#### Work to be completed:
Beginning with the first line, copy out each line of the material until the line containing "sample: <point>0,943</point>" has been copied as well.

#### The data:
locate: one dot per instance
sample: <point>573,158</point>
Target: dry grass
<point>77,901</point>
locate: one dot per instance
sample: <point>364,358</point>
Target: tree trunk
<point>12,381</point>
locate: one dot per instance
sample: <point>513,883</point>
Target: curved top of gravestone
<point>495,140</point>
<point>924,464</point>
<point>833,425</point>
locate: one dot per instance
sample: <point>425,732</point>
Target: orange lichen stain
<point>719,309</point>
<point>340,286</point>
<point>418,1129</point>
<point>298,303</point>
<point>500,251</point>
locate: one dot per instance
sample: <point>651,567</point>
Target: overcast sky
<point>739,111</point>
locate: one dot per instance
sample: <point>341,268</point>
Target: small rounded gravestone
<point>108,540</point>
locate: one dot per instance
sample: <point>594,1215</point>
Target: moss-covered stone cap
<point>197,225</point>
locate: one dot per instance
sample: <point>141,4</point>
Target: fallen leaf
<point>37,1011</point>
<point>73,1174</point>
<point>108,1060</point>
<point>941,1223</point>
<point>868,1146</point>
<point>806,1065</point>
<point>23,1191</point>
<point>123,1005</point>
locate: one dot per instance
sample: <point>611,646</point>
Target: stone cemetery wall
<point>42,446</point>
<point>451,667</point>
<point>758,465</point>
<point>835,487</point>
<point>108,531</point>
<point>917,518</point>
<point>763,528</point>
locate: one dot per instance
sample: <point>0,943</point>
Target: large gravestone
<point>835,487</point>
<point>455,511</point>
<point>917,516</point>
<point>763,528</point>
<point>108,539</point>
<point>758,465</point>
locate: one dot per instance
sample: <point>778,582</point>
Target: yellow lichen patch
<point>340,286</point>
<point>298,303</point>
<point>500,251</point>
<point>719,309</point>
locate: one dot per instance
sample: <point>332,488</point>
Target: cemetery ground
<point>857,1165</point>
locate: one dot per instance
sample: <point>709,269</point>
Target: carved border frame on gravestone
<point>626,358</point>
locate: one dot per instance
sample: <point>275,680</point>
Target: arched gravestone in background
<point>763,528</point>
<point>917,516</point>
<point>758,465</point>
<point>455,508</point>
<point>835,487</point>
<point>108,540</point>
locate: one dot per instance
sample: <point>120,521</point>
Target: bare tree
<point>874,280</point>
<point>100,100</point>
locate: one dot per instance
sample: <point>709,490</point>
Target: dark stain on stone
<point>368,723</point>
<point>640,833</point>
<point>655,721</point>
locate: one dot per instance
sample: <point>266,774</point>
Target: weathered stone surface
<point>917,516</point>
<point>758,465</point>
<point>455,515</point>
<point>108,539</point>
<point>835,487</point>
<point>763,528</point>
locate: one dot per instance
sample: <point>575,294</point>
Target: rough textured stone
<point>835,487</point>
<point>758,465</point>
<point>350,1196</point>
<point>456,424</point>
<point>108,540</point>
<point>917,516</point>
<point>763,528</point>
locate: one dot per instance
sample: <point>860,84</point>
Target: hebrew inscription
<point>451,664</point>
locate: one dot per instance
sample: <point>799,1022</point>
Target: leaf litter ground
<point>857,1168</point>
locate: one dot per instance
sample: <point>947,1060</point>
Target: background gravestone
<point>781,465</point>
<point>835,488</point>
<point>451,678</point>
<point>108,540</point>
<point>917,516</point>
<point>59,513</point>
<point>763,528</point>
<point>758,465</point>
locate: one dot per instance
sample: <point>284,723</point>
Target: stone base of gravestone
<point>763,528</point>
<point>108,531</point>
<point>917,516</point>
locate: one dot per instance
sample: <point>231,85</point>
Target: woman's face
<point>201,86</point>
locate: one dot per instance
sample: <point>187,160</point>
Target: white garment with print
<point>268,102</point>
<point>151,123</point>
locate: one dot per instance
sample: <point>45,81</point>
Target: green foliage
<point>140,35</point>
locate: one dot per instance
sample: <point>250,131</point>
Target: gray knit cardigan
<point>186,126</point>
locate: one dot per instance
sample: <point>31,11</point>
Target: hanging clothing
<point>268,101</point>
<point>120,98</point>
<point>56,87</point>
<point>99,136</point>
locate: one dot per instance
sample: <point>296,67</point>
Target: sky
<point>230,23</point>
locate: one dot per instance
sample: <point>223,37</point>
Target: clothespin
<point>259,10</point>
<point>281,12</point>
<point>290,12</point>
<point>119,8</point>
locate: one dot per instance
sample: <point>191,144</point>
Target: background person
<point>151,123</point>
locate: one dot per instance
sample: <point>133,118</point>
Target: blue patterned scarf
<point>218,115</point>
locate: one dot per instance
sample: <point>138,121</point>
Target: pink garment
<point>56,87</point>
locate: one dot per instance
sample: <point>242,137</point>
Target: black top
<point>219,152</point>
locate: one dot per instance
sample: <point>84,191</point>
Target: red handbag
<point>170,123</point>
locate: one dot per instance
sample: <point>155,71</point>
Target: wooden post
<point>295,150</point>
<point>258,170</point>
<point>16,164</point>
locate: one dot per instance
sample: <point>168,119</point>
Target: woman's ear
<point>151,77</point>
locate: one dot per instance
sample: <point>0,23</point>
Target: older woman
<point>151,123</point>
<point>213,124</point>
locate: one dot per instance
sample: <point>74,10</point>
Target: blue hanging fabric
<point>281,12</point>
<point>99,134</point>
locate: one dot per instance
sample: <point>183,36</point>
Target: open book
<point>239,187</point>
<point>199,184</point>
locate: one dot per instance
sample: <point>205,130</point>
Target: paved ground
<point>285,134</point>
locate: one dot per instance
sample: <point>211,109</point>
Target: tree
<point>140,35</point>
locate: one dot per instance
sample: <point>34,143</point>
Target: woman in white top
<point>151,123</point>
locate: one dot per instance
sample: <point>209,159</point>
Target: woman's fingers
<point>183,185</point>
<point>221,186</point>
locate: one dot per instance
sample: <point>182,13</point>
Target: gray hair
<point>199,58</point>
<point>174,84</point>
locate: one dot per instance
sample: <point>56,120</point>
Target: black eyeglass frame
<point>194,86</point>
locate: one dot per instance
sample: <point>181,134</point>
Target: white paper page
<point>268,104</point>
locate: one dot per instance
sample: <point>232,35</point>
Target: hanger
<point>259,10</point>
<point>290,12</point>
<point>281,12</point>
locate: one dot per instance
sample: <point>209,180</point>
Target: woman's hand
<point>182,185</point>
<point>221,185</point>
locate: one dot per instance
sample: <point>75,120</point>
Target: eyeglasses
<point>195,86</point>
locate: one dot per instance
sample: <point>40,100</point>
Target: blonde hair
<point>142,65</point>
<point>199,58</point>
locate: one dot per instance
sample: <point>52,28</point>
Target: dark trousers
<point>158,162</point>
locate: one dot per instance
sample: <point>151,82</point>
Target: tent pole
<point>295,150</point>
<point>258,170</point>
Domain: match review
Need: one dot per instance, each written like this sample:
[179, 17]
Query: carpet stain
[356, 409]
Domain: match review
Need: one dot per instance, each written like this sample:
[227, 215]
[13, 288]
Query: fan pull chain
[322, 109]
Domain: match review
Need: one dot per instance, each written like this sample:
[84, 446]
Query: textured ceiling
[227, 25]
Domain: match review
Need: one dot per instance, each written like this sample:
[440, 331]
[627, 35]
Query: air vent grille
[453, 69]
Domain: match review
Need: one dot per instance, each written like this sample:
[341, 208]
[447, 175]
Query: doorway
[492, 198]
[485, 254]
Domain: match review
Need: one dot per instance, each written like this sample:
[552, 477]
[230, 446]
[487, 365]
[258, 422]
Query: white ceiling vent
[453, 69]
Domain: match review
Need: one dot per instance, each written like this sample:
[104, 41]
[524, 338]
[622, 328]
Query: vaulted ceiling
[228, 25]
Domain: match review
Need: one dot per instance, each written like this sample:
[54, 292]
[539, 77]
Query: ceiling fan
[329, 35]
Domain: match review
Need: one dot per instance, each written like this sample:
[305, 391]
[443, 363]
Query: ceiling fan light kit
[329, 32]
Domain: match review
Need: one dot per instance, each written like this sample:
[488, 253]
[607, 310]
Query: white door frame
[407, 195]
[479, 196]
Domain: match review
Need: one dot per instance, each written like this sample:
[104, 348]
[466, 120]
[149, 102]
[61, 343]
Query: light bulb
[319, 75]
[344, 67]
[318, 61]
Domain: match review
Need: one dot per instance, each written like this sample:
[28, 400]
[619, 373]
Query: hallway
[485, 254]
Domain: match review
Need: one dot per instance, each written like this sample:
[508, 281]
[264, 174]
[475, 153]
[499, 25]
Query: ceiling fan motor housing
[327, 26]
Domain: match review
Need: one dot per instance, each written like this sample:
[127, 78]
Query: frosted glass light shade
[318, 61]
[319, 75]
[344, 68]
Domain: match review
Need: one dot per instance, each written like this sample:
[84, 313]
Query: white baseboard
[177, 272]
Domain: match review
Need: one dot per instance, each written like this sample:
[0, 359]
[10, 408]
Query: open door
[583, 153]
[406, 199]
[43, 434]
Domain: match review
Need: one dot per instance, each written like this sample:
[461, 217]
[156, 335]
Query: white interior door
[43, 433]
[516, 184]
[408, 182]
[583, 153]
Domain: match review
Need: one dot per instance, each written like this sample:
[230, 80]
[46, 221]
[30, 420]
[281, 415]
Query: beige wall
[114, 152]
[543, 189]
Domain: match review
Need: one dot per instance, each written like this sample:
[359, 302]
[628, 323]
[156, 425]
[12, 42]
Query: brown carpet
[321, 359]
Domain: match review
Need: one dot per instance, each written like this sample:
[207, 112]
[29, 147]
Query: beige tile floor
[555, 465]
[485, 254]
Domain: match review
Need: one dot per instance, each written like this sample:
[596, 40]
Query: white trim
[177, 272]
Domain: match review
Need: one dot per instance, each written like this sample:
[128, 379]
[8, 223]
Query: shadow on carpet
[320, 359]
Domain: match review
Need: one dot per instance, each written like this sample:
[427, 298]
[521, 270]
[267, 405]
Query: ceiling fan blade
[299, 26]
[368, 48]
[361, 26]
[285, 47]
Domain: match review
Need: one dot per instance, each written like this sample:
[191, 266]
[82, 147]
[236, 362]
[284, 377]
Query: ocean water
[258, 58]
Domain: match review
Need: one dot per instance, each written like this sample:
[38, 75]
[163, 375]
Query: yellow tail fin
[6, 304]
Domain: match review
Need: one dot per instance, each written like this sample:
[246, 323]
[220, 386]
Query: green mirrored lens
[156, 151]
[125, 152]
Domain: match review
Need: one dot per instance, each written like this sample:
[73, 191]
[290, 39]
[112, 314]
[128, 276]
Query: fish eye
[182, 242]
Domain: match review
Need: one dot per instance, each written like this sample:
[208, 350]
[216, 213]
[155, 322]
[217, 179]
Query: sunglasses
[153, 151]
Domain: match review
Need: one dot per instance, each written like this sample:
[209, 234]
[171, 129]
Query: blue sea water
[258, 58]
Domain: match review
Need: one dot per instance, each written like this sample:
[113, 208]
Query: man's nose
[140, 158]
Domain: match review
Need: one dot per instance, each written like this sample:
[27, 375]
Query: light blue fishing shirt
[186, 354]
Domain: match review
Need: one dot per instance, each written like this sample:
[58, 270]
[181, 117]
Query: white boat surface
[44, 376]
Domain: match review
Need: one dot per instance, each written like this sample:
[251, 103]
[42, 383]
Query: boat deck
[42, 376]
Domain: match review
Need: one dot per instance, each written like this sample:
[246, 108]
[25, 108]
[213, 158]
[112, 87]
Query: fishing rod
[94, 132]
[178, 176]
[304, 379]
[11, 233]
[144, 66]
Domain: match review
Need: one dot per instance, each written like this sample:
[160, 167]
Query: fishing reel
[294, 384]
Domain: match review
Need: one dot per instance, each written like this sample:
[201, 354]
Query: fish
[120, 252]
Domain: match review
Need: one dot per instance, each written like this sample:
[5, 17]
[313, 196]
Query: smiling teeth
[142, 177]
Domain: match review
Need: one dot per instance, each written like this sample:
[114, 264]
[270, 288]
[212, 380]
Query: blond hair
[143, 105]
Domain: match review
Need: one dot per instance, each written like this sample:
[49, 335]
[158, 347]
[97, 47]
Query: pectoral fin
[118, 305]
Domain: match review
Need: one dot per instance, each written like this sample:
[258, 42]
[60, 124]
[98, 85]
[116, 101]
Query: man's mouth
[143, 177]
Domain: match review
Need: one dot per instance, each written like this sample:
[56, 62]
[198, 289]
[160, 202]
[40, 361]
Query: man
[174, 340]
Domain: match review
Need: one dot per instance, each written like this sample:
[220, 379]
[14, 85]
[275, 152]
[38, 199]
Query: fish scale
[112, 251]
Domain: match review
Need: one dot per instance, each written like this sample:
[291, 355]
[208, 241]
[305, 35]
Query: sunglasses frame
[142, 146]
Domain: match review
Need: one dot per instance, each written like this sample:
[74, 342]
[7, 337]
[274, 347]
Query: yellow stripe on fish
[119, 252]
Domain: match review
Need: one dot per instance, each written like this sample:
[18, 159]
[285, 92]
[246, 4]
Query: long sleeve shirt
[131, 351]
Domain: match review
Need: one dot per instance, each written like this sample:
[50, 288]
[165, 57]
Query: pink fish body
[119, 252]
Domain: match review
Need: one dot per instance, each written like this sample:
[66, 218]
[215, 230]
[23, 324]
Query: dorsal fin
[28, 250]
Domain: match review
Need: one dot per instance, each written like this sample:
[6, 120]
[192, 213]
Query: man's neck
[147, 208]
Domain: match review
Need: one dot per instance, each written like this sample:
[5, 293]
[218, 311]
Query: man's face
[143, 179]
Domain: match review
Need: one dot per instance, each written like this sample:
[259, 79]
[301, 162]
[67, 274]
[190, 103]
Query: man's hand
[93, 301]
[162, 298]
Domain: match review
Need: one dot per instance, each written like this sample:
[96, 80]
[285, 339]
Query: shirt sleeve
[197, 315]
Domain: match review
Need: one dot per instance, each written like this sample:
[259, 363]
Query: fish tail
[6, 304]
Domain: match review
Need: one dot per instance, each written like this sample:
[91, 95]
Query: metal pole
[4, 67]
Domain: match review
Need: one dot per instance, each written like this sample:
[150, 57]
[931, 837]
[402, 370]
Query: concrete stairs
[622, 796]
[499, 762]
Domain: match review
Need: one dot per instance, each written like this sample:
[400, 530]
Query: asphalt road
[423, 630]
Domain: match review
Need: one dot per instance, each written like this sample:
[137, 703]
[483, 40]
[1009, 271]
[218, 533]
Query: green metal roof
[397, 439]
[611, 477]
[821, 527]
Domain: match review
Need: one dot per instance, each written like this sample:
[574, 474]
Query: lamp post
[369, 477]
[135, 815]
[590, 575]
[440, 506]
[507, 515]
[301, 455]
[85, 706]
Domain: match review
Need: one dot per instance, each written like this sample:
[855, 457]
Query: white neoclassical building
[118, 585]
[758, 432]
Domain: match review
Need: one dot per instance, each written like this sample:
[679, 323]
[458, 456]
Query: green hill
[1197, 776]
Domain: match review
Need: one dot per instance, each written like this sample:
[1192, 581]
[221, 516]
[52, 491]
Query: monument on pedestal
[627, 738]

#### Solution to the exercise:
locate: one dot per instance
sample: <point>573,158</point>
Target: dry grass
<point>77,901</point>
locate: one dot per instance
sample: <point>364,358</point>
Target: tree trunk
<point>12,381</point>
locate: one dot per instance
sample: <point>513,883</point>
Target: curved top of gravestone
<point>495,140</point>
<point>924,464</point>
<point>833,425</point>
locate: one dot per instance
sample: <point>425,732</point>
Target: orange lichen stain
<point>719,309</point>
<point>340,286</point>
<point>418,1129</point>
<point>298,303</point>
<point>500,251</point>
locate: one dot per instance
sample: <point>651,567</point>
Target: overcast sky
<point>739,111</point>
locate: one dot per instance
sample: <point>341,268</point>
Target: small rounded gravestone
<point>108,540</point>
locate: one dot per instance
sample: <point>594,1215</point>
Target: moss-covered stone cap
<point>197,225</point>
locate: one dot per instance
sample: <point>141,4</point>
Target: fallen leaf
<point>37,1011</point>
<point>73,1174</point>
<point>108,1060</point>
<point>941,1223</point>
<point>868,1146</point>
<point>806,1065</point>
<point>23,1191</point>
<point>123,1005</point>
locate: one dot per instance
sample: <point>611,646</point>
Target: stone cemetery wall
<point>42,446</point>
<point>451,667</point>
<point>758,465</point>
<point>835,487</point>
<point>108,531</point>
<point>917,518</point>
<point>763,528</point>
locate: one dot per instance
sample: <point>0,943</point>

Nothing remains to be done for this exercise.